▶ **What the task requires**:
Copy out every one of the rows below word for word, leaving out the pictures.

-- Start --

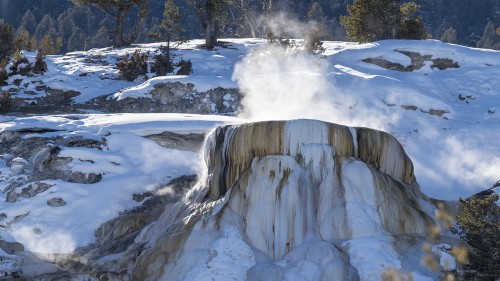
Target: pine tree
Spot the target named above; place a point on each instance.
(211, 14)
(171, 27)
(489, 37)
(118, 9)
(411, 25)
(449, 36)
(50, 46)
(6, 41)
(29, 22)
(77, 40)
(23, 40)
(102, 38)
(371, 20)
(46, 26)
(478, 224)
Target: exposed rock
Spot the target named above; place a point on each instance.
(435, 112)
(176, 97)
(417, 62)
(189, 142)
(293, 190)
(11, 247)
(56, 202)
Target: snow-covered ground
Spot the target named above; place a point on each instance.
(456, 152)
(447, 120)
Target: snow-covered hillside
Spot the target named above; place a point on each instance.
(64, 175)
(446, 119)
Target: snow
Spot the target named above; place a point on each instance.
(129, 164)
(455, 152)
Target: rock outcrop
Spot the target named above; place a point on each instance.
(293, 200)
(417, 61)
(282, 194)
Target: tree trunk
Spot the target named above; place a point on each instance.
(211, 30)
(118, 32)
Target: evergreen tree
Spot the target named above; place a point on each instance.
(6, 41)
(211, 14)
(77, 40)
(449, 36)
(371, 20)
(46, 26)
(23, 40)
(489, 38)
(411, 26)
(118, 9)
(29, 22)
(171, 24)
(478, 224)
(102, 38)
(50, 46)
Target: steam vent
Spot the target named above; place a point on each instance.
(300, 200)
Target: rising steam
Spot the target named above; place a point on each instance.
(289, 83)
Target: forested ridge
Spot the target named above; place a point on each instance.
(466, 22)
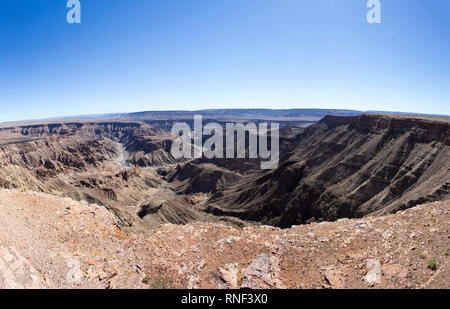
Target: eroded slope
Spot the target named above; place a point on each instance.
(51, 242)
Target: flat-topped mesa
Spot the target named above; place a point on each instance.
(422, 128)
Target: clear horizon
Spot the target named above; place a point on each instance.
(146, 55)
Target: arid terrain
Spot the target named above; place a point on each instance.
(358, 200)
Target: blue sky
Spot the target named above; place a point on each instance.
(139, 55)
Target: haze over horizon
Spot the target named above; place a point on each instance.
(177, 55)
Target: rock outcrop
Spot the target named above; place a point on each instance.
(52, 242)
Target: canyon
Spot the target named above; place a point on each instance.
(343, 181)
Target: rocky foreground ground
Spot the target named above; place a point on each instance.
(52, 242)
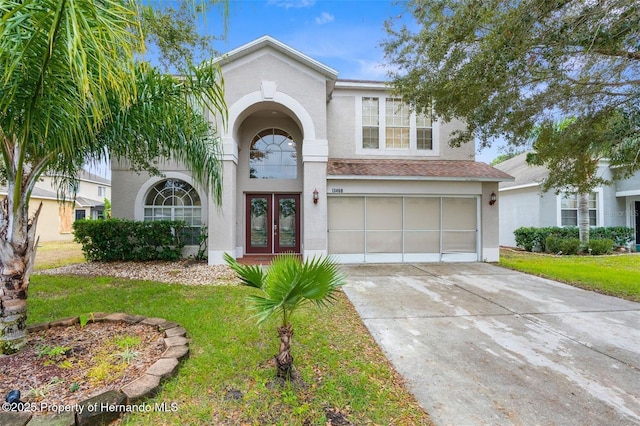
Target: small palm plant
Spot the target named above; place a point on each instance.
(287, 284)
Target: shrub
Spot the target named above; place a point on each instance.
(533, 239)
(601, 246)
(560, 245)
(126, 240)
(620, 235)
(553, 244)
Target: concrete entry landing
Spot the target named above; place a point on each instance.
(483, 345)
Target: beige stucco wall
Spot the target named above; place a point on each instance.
(490, 216)
(54, 222)
(255, 73)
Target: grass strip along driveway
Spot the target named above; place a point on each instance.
(615, 275)
(229, 377)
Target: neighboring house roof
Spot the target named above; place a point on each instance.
(415, 169)
(88, 202)
(524, 174)
(36, 193)
(87, 176)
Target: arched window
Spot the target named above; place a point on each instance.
(273, 155)
(175, 199)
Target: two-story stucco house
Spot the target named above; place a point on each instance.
(318, 165)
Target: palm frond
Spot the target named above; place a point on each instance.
(289, 283)
(250, 275)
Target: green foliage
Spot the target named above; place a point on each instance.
(339, 359)
(535, 239)
(289, 283)
(127, 240)
(600, 246)
(615, 275)
(565, 246)
(620, 235)
(203, 239)
(74, 91)
(504, 67)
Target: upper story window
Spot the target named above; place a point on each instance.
(273, 155)
(388, 126)
(175, 199)
(569, 210)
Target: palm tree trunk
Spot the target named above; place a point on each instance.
(284, 359)
(17, 254)
(583, 218)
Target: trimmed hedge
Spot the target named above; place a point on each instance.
(601, 246)
(559, 245)
(535, 239)
(127, 240)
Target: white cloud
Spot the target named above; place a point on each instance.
(324, 18)
(296, 4)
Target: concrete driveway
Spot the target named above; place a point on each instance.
(483, 345)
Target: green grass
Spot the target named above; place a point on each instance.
(616, 275)
(342, 367)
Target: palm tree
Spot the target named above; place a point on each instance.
(71, 90)
(286, 285)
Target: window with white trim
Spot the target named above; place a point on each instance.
(175, 199)
(569, 209)
(388, 126)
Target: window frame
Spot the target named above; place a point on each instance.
(194, 227)
(382, 149)
(599, 210)
(273, 132)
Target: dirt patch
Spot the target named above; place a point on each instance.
(62, 366)
(184, 272)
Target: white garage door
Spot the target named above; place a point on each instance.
(403, 229)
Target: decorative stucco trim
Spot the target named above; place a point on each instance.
(241, 105)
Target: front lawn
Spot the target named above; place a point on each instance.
(616, 275)
(228, 378)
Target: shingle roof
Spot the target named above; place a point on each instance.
(416, 169)
(523, 173)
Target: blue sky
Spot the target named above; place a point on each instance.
(342, 34)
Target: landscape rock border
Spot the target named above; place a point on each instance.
(109, 406)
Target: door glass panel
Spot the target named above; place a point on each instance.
(259, 223)
(287, 222)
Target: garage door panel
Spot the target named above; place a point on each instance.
(459, 213)
(346, 213)
(384, 213)
(422, 214)
(403, 229)
(422, 242)
(384, 241)
(459, 241)
(346, 242)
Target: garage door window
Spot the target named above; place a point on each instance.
(403, 228)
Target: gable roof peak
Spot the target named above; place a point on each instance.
(268, 41)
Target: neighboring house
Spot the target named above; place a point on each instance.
(522, 203)
(57, 217)
(317, 165)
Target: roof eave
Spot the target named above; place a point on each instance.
(420, 178)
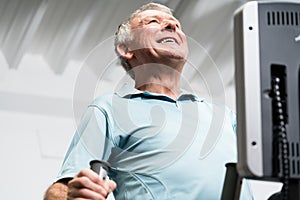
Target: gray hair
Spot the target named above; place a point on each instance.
(123, 34)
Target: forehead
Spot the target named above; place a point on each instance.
(138, 19)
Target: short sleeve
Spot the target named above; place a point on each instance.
(90, 141)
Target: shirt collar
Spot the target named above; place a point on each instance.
(128, 91)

-- End --

▶ **Reply**:
Target: pine tree
Spot the target named above; place a point on each instance.
(211, 14)
(171, 27)
(489, 37)
(118, 9)
(411, 25)
(449, 36)
(50, 46)
(6, 41)
(29, 22)
(77, 40)
(23, 40)
(102, 38)
(371, 20)
(46, 26)
(478, 224)
Target: exposed rock
Spot the target named above; place a point on each instance.
(435, 112)
(176, 97)
(417, 62)
(189, 142)
(293, 190)
(11, 247)
(56, 202)
Target: snow-covered ground
Spot the target named above; place a point on each instance.
(456, 152)
(447, 120)
Target: snow-covered hillside
Spot the target named above; place a point on each instance.
(64, 175)
(446, 119)
Target: snow
Spot the target named above; place a point on each instance.
(129, 164)
(455, 152)
Target: rock outcrop
Spot the target named above; place a point on each instance.
(293, 200)
(417, 61)
(282, 194)
Target: tree trunk
Spot the target named above; place a point on each instance.
(211, 30)
(118, 32)
Target: evergreen tree
Spot the target named above; place a point on each instance.
(6, 41)
(211, 14)
(77, 40)
(449, 36)
(371, 20)
(46, 26)
(23, 40)
(489, 38)
(411, 26)
(118, 9)
(29, 22)
(171, 24)
(478, 224)
(102, 38)
(50, 46)
Target: steam vent
Spot the target named above; place a point on each instance.
(300, 200)
Target: rising steam
Spot the target named above; place a point on each instance.
(289, 83)
Target: forested ridge
Spot the target named above; place a point on each instance.
(466, 22)
Target: eroded slope
Spot the target named above; place a point on each instance.
(51, 242)
Target: flat-topped mesa
Spot the target named above; place a point on each instance.
(422, 128)
Target: clear horizon
Spot the target named above; place a point on each instance.
(146, 55)
Target: arid terrain
Spot the target named above; place a point on each instance.
(358, 200)
Target: blue sky
Spot the target named above; place a point on each instance.
(139, 55)
Target: haze over horizon
Spot the target named above; place a point on each instance.
(177, 55)
Target: rock outcrop
Spot the target named above; place a point on each instance.
(52, 242)
Target: canyon
Spot the target named above; place a point on each instance.
(343, 181)
Target: rocky foreground ground
Spot the target named above; place a point on each instance.
(52, 242)
Target: small palm plant
Spot the target named above; place a point on each instance.
(287, 284)
Target: shrub
Spot the target named above; place a point on each instance.
(533, 239)
(601, 246)
(560, 245)
(126, 240)
(620, 235)
(553, 244)
Target: concrete entry landing
Spot the target named above; place a point on each instance.
(483, 345)
Target: beige stucco wall
Spot the target named above; place a point on each instance.
(490, 216)
(54, 222)
(255, 73)
Target: grass strip along driveway
Spot the target named above; place a point on each instance.
(615, 275)
(229, 377)
Target: neighboring house roof
Spot the target named above; place a point on each instance.
(415, 169)
(88, 202)
(524, 174)
(36, 193)
(87, 176)
Target: arched window
Spot the target named above; place a point on each instance.
(273, 155)
(175, 199)
Target: two-story stucco house
Spot the target named above; place a point on each instance.
(318, 165)
Target: palm frond
Spot the target named above; place a point on each instance.
(289, 283)
(250, 275)
Target: green foliage
Spot the target named above; place a point on each instance.
(339, 359)
(535, 239)
(289, 283)
(127, 240)
(600, 246)
(615, 275)
(565, 246)
(620, 235)
(203, 239)
(74, 91)
(504, 67)
Target: upper story window
Spot the target named above; place a point on each instance.
(273, 155)
(388, 126)
(175, 199)
(569, 210)
Target: palm tree trunk
Spot the target named above; place a point on each instance.
(284, 359)
(17, 254)
(583, 218)
Target: trimmed hedge
Spot the target named above; place a point on each instance.
(601, 246)
(559, 245)
(535, 239)
(127, 240)
Target: white cloud
Spot the target named above; place a point on each instance.
(324, 18)
(296, 4)
Target: concrete driveway
Spot the target named above; place a point on each instance.
(483, 345)
Target: green grass
Spot the target named above; place a point on each instance.
(616, 275)
(342, 367)
Target: palm tree
Spot the target named above; place a point on each instance.
(71, 90)
(286, 285)
Target: window with white trim
Spot the target named above; place a point on each instance.
(175, 199)
(569, 209)
(388, 126)
Target: window frame
Spot the target named above; place a point on each instance.
(194, 227)
(382, 149)
(599, 210)
(273, 132)
Target: dirt patch
Spot the target named above; place a point on each instance.
(62, 366)
(184, 272)
Target: white garage door
Spot the target named above; place a point on each instance.
(403, 229)
Target: decorative stucco trim
Spot the target named above; place a point on each instance.
(241, 105)
Target: front lawn
Spot the target named above; place a point on each instance.
(616, 275)
(228, 378)
Target: shingle roof
Spot the target named above; place a point on each instance.
(416, 169)
(523, 173)
Target: blue sky
Spot the target named above; place a point on each instance.
(342, 34)
Target: landscape rock border
Spot the target named above; place a point on each instance.
(109, 406)
Target: door glass panel
Spot the target named above; place a point on each instance.
(259, 223)
(287, 222)
Target: garage door panel
Spot the target named above; place a point on each instance.
(459, 213)
(346, 213)
(384, 213)
(422, 214)
(403, 229)
(422, 242)
(384, 241)
(459, 241)
(346, 242)
Target: garage door window
Spot the target named above; place a point on each instance.
(403, 228)
Target: gable roof peak
Spot the target named above; place a point on each instance.
(268, 41)
Target: neighboring house
Spot the target named above; place a point on each instance.
(522, 203)
(57, 217)
(317, 165)
Target: roof eave
Spot the target named above; place a point on each instance.
(420, 178)
Target: gray hair
Spot the target named above; place a point on each instance.
(123, 34)
Target: forehead
Spot the target named above; place a point on each instance.
(138, 19)
Target: short sleeve
Spot the target named above; place a point on each instance.
(90, 141)
Target: shirt collar
Spot the target named above; place a point on each instance.
(128, 91)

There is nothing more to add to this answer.